__Problem to solve__: Copy the data mining guide starting at "Data mining. Maybe" and stopping after "of the latter.", replacing "pickax" with "shovel".

__Reading passage__:
Data mining. Maybe the term makes you think of tapping out facts out with a pickax, or of scary algorithms and programming. But it doesn’t have to be that way. With this handy guide, I’ll show you how to do (rudimentary) data mining from the comfort of your desk, no computer science degree necessary. All you’ll need is a computer with an Internet connection, a spreadsheet, and a lot of time. Optional but highly recommended: music and beer. You’ll want a lot of the latter.
We’ll use my own data mining project as an example, in which I was trying to look at trends in bed bug research since the early 1900s. Uh, why, you ask? I’ve been working on a book about bed bugs for two years, and I was trying to answer a question. During my research, nearly every bed bug expert has told me that when bed bug populations dropped drastically after World War II and the advent of DDT, at least in some parts of the world, research on bed bugs similarly dropped for many decades. Then, when it was evident to scientists that the bed bugs were resurging in the early aughts, they had to relearn how to raise the bugs in the lab and how to study them.

__Provided records__:
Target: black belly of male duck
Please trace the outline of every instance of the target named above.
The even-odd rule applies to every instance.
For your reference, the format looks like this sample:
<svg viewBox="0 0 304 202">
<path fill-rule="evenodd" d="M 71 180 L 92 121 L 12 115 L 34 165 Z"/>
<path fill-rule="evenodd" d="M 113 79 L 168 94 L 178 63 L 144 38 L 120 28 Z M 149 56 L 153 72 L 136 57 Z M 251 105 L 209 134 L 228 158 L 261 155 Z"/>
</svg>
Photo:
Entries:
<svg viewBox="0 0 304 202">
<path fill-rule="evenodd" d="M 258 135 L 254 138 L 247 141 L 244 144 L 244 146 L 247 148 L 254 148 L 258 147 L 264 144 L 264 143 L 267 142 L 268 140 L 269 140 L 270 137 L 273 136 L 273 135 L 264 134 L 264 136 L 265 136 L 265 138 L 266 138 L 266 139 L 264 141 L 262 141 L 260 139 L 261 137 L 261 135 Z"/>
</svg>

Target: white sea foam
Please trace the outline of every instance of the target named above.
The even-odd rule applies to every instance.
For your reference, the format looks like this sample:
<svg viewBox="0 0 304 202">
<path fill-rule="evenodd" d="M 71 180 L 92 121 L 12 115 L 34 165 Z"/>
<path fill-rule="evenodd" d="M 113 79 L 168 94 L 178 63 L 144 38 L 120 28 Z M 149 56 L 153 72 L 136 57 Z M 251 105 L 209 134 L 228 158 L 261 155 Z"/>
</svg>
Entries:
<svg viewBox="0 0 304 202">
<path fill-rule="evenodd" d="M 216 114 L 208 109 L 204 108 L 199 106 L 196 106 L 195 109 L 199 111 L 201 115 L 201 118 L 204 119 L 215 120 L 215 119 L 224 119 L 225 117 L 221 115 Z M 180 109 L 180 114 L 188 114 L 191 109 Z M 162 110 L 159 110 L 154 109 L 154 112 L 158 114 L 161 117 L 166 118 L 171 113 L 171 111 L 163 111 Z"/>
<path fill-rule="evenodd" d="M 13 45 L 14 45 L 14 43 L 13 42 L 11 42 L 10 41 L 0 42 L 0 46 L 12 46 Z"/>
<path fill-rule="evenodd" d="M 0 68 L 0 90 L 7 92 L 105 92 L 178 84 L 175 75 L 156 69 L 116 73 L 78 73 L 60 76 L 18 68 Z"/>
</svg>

__Solution__:
Data mining. Maybe the term makes you think of tapping out facts out with a shovel, or of scary algorithms and programming. But it doesn’t have to be that way. With this handy guide, I’ll show you how to do (rudimentary) data mining from the comfort of your desk, no computer science degree necessary. All you’ll need is a computer with an Internet connection, a spreadsheet, and a lot of time. Optional but highly recommended: music and beer. You’ll want a lot of the latter.